_Questions_.
#1 In the article on the Stargate SG-1 episode "Revisions," what number is the episode overall in the series?
#2 Continue the article on the Stargate SG-1 episode "Revisions" from its last sentence.

_Text provided_.
□ □ □ □ □ □ □
- Episode no.: Season 7 Episode 5
- Directed by: Martin Wood
- Written by: Joseph Mallozzi; Paul Mullie;
- Cinematography by: Jim Menard
- Editing by: Brad Rines
- Production code: P271
- Original air date: July 11, 2003
- Running time: 44 minutes;

Guest appearances
- Christopher Heyerdahl as Pallan; Peter Lacroix as Kendrick; Tiffany Lyndall-Knight as Evalla; Liam Ranger as Nevin;

Episode chronology
| ← Previous "Orpheus" | Next → "Lifeboat" |
- Stargate SG-1 (season 7)

= Revisions (Stargate SG-1) =

"Revisions" is the 5th episode from the seventh season of the science fiction television series Stargate SG-1 and is the 137th episode overall. It was first broadcast on the Sci-Fi Channel on July 11, 2003. The episode was written by Joseph Mallozzi and Paul Mullie and was directed by Martin Wood.

In the episode, Stargate Command discovers a civilization living in a seemingly perfect dome on an otherwise toxic, unliveable planet. After making contact, SG-1 learn that the inhabitants are all neurologically connected to a central computer known as The Link, from which they can access any information, at any time. Believing everything is not as it seems, Major Samantha Carter (Amanda Tapping) learns from one of the inhabitants, Pallan (Christopher Heyerdahl), about their technology, whilst Dr. Daniel Jackson (Michael Shanks) attempts to find out more about planets history and the dome's creation.
□ □ □ □ □ □ □
_Supplied data_.

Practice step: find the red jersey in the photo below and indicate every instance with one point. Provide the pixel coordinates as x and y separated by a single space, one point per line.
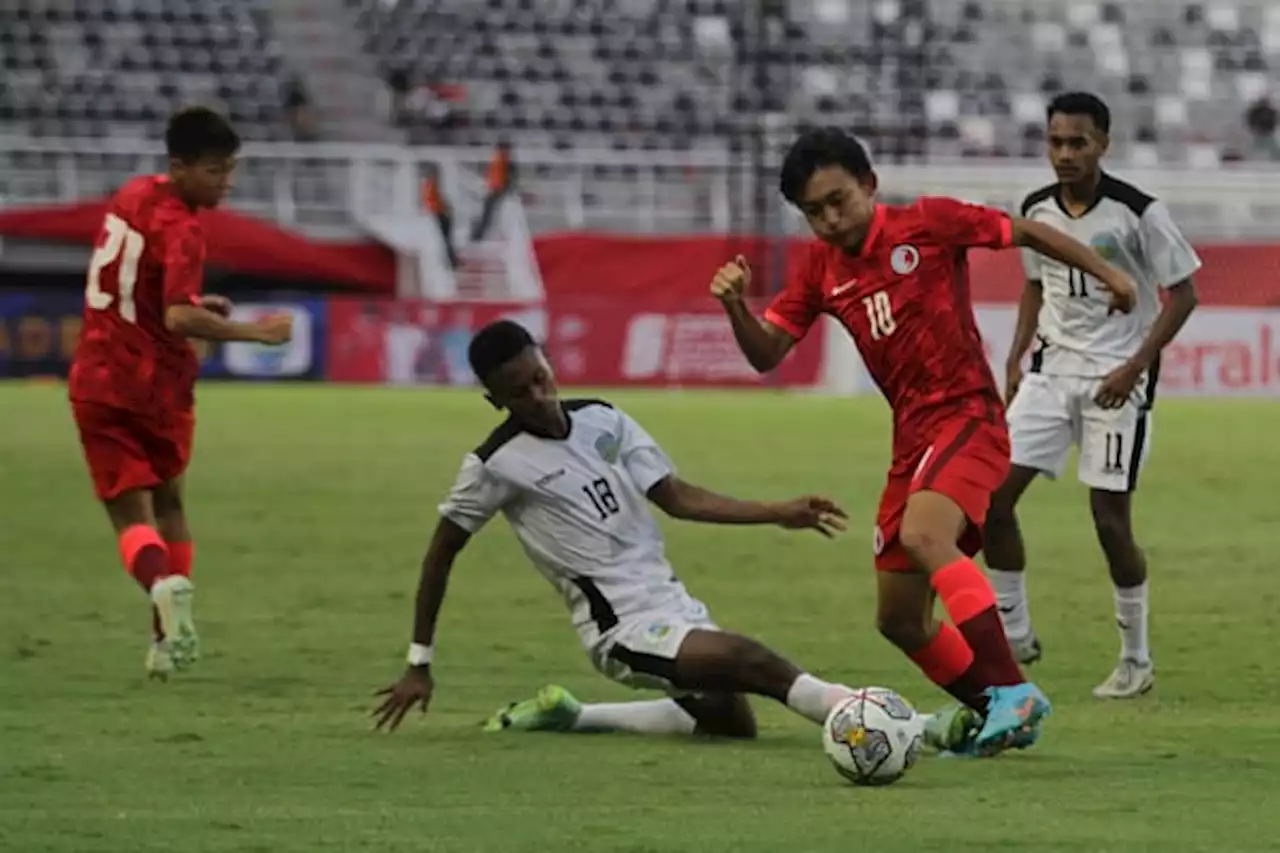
150 255
905 301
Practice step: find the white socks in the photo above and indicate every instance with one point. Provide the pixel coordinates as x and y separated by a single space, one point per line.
659 716
809 697
813 698
1132 619
1011 600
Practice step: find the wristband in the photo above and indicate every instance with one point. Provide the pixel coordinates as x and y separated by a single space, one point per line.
420 655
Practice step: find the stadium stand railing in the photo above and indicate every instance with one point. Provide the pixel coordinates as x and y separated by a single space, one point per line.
334 188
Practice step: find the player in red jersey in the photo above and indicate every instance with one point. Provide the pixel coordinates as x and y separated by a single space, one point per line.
896 279
133 373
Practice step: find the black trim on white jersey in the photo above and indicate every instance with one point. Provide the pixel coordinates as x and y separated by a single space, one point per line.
585 402
597 605
645 664
1109 187
501 434
1152 382
508 429
1125 194
1038 354
1139 446
1037 196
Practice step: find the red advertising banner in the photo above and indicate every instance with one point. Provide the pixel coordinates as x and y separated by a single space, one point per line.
580 265
656 342
406 343
663 342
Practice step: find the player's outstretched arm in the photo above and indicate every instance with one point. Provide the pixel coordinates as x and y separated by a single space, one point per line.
416 685
763 343
689 502
1116 387
1063 247
205 324
1024 331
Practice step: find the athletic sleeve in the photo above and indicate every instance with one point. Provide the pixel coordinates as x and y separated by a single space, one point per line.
1169 255
183 251
476 496
645 461
964 226
800 302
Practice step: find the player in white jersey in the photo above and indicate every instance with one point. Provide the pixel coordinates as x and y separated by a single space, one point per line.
1092 377
574 479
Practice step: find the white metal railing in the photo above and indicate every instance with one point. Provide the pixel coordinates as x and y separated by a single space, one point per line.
338 186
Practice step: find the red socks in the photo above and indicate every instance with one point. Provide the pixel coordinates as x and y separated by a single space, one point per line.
970 602
181 556
949 662
145 555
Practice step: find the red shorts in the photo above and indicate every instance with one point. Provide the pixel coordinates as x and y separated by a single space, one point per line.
967 463
128 450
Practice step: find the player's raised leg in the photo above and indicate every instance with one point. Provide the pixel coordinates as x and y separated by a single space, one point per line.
115 445
931 527
146 557
905 619
176 629
1006 564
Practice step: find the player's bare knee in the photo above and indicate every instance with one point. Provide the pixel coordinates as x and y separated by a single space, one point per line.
759 669
129 509
1111 516
928 547
904 630
721 715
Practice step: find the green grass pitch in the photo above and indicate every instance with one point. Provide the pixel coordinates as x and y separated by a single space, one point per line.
311 507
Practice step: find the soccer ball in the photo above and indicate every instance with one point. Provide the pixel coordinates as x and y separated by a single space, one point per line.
873 737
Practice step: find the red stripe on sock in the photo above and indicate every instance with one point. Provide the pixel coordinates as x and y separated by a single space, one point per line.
970 601
182 555
946 657
964 589
144 555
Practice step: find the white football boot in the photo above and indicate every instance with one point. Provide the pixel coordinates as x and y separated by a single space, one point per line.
174 597
159 661
1128 680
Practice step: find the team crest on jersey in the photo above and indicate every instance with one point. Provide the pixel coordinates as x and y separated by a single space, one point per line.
1106 245
607 446
904 259
658 632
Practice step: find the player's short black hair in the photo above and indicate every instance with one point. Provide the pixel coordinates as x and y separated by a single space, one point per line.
199 132
496 345
1080 104
817 149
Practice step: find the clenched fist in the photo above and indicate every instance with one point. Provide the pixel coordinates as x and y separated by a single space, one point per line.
731 281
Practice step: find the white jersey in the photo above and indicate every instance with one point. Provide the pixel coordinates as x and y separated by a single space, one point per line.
403 345
1130 229
579 509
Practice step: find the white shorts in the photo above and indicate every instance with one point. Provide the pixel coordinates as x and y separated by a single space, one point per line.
1050 414
640 651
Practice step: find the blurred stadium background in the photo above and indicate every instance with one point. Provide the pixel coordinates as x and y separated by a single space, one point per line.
590 163
416 168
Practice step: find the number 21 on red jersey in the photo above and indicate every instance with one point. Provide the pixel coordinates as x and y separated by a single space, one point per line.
117 258
880 314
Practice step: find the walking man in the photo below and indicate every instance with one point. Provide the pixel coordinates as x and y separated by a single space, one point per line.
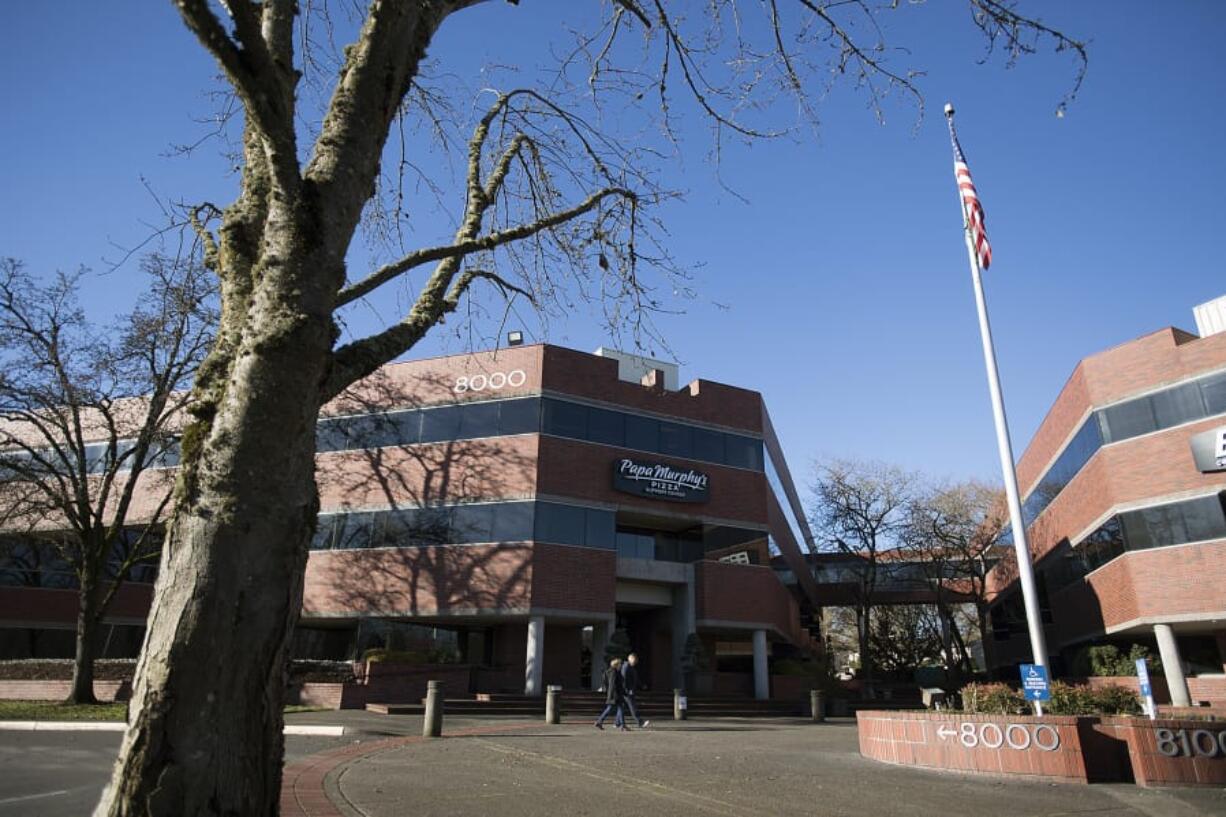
614 696
630 678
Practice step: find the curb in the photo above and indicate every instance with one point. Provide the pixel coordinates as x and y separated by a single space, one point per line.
303 783
118 726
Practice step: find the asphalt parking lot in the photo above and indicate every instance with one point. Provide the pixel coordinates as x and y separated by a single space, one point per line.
733 768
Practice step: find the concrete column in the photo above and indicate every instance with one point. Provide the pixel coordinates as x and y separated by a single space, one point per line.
533 660
1172 667
683 622
761 669
600 639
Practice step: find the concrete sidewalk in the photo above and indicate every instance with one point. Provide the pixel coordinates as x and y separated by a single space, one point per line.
736 768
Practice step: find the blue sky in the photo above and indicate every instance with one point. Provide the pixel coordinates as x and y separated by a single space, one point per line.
844 272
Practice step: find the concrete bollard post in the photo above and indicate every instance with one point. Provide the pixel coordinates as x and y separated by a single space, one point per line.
432 726
817 705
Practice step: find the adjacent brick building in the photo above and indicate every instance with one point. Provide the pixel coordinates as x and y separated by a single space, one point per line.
1123 490
513 507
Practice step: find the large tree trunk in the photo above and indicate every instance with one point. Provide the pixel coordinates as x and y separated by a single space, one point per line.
87 629
205 735
866 658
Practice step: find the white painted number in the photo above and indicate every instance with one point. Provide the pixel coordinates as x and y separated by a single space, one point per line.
1203 742
492 382
1016 736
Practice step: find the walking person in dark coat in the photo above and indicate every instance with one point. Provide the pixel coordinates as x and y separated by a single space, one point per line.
614 696
630 676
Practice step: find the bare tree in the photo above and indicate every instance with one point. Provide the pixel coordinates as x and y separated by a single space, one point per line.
555 210
954 533
860 509
86 425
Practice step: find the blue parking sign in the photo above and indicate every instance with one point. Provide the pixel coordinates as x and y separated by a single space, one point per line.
1143 678
1034 682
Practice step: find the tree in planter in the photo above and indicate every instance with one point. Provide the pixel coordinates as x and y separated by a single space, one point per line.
552 210
87 418
953 531
860 510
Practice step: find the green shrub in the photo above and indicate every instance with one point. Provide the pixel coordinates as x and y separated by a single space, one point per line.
993 699
1110 660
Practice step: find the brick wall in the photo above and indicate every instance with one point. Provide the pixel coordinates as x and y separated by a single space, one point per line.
585 375
585 471
59 690
421 580
747 594
499 467
573 578
994 745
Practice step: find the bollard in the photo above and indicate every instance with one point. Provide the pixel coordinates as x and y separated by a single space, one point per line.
432 726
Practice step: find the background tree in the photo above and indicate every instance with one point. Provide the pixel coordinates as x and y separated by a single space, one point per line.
905 637
860 510
553 210
953 531
87 418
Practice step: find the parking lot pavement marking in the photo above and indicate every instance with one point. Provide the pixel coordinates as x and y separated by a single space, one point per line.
7 801
645 786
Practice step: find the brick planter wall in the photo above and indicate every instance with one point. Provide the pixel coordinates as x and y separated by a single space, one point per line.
103 691
1172 752
1054 748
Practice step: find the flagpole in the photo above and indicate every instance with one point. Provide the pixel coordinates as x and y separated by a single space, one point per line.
1004 447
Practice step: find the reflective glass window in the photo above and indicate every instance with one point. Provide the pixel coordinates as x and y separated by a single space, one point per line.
565 418
440 425
1129 418
429 526
353 531
1178 405
325 529
513 521
676 439
1214 393
519 416
744 452
479 420
330 436
560 524
601 528
473 523
641 433
605 426
709 445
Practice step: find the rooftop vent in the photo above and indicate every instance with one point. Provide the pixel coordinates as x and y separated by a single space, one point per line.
633 368
1210 317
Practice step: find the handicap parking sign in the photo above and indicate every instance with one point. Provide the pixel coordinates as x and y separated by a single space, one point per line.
1034 682
1143 678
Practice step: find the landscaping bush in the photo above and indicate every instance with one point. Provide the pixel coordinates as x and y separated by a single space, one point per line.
61 670
430 655
1075 699
302 671
1108 660
993 699
1067 699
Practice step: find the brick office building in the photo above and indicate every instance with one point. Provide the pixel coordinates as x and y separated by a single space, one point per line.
1123 490
514 506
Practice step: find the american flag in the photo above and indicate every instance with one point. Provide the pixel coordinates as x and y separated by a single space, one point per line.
971 205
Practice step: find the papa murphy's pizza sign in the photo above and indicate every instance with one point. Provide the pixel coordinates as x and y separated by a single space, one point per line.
660 481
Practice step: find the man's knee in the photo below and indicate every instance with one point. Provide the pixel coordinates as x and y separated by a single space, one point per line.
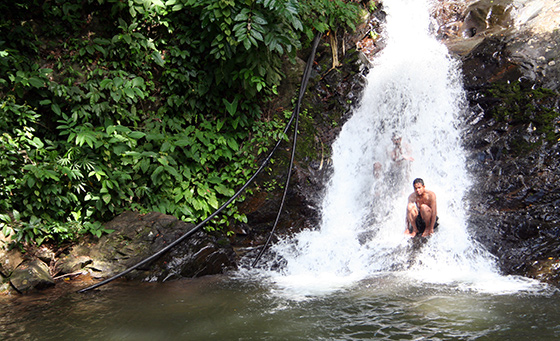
425 209
412 208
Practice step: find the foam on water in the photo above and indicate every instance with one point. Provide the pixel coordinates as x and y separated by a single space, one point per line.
414 89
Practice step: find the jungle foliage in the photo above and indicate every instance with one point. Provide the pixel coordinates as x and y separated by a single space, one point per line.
152 105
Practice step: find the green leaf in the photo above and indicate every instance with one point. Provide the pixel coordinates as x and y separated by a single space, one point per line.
36 82
136 135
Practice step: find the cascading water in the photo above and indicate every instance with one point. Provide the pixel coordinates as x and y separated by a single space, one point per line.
414 90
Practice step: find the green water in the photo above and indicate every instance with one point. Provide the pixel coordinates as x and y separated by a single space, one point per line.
225 308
□ □ □ □ □ □ □
_Your responses_.
#1 It is the 137th episode overall.

#2
The writers pitched the episode as a standalone story, that would not rely on any of the greater mythology of the show, whilst hoping to recapture the team-driven exploration stories found in earlier seasons of Stargate SG-1.

==Plot==

Stargate Command makes contact with a planet with a toxic atmosphere, on which a strange dome exists. The MALP probe is able to enter the dome, where inside they see a beautiful landscape. SG-1 journey to the planet and after discovering the dome has a breathable landscape soon encounter a young boy named Nevin (Liam Ranger). Nevin takes the team to his town to meet his father, Kendrick (Peter Lacroix) who sends them to their ruling council. There, SG-1 learn that the townspeople are all connected through a neural interface to a large library of knowledge, which they can access at any time, known as the link. Interested to learn more about the inhabitants, the team stay in the town overnight, with Colonel O'Neill (Richard Dean Anderson) and Teal'c (Christopher Judge) staying with Kendrick and Nevin, who becomes enthralled in the idea of becoming an explorer. Meanwhile, Major Carter (Amanda Tapping) and Dr. Jackson (Michael Shanks) stay with Pallan (Christopher Heyerdahl), a technician who maintains the dome and his wife Evalla (Tiffany Lyndall-Knight). They discuss the premise and concept of the Link, even offering Daniel a chance at accessing the huge pool of knowledge. During the night, unbeknownst to SG-1 or the townspeople, a woman from the ruling council awakens and exits the protective dome.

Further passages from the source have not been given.